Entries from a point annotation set
:::
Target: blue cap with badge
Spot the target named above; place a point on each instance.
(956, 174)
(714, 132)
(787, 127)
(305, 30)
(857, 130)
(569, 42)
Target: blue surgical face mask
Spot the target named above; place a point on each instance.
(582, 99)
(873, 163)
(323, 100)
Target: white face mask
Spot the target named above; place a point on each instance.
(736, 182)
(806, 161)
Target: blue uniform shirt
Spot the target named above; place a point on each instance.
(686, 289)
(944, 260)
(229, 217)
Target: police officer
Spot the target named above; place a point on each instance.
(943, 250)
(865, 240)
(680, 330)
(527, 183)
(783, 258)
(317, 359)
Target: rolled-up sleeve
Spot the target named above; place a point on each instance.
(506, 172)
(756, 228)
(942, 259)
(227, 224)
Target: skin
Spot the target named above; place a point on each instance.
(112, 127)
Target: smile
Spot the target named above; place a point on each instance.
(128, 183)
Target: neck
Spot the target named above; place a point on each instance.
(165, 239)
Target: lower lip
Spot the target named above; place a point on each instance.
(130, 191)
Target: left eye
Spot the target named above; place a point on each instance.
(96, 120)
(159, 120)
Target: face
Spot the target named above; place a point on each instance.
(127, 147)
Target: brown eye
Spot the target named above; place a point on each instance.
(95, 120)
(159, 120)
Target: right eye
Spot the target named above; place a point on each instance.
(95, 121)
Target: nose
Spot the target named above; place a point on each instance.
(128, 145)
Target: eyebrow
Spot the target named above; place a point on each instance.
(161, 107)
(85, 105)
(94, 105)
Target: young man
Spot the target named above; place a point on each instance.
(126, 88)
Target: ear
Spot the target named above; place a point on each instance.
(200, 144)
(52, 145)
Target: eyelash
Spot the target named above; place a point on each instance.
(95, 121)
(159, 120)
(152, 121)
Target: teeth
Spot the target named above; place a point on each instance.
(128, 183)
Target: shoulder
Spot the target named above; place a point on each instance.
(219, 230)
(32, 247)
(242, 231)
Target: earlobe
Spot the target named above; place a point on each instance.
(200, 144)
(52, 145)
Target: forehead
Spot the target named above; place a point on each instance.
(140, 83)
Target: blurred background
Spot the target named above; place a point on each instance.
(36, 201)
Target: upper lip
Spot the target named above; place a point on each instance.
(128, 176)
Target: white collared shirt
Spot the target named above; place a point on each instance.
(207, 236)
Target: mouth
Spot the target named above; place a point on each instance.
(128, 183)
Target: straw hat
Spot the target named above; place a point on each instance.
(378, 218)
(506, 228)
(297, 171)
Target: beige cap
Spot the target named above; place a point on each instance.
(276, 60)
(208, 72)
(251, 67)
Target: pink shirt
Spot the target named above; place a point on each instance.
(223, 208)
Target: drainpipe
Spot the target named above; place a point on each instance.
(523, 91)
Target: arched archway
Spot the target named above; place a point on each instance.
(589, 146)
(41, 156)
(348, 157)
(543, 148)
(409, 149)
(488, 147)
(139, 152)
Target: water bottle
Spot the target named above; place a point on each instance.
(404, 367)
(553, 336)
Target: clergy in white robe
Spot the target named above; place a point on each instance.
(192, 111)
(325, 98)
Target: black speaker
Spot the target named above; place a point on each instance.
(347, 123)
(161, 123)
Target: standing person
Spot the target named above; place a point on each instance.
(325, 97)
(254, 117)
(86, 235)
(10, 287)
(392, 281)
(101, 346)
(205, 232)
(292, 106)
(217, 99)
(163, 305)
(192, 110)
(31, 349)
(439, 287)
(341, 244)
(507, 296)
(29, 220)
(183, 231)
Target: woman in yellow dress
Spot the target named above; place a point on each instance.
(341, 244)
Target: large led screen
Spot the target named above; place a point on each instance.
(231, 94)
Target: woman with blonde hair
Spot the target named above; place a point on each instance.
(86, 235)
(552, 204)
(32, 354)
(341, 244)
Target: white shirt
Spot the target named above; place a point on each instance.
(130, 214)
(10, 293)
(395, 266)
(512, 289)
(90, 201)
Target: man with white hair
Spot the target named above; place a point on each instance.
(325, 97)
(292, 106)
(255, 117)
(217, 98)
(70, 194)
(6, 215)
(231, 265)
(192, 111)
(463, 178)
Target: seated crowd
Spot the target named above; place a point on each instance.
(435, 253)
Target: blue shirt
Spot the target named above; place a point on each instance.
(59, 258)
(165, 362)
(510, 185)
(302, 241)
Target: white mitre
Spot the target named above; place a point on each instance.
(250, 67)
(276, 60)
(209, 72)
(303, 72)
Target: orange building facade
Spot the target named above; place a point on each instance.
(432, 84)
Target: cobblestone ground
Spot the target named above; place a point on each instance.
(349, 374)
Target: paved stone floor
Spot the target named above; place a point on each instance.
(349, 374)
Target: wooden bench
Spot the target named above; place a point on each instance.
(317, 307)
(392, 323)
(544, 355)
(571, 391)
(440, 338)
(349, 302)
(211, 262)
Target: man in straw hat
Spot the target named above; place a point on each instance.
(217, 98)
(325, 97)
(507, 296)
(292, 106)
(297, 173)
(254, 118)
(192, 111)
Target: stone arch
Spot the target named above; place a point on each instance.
:::
* _Short exercise_: Can you reproduce the records from the line with "Target: paved stone floor" through the end of the records, substituting "park bench" for "wooden bench" and leaving everything else unchanged?

* _Result of this exercise_:
Target: paved stone floor
Spot the target named above; place a point on each instance.
(349, 374)
Target: park bench
Spot the target named above; place a point on each instance.
(317, 307)
(392, 323)
(544, 355)
(571, 391)
(440, 338)
(349, 302)
(211, 262)
Target: man in straw hat
Spot the target named above; place a point on each instance.
(217, 98)
(325, 97)
(507, 296)
(292, 106)
(297, 173)
(254, 118)
(192, 111)
Target: stone arch
Spot the target named above; place a point on each instance.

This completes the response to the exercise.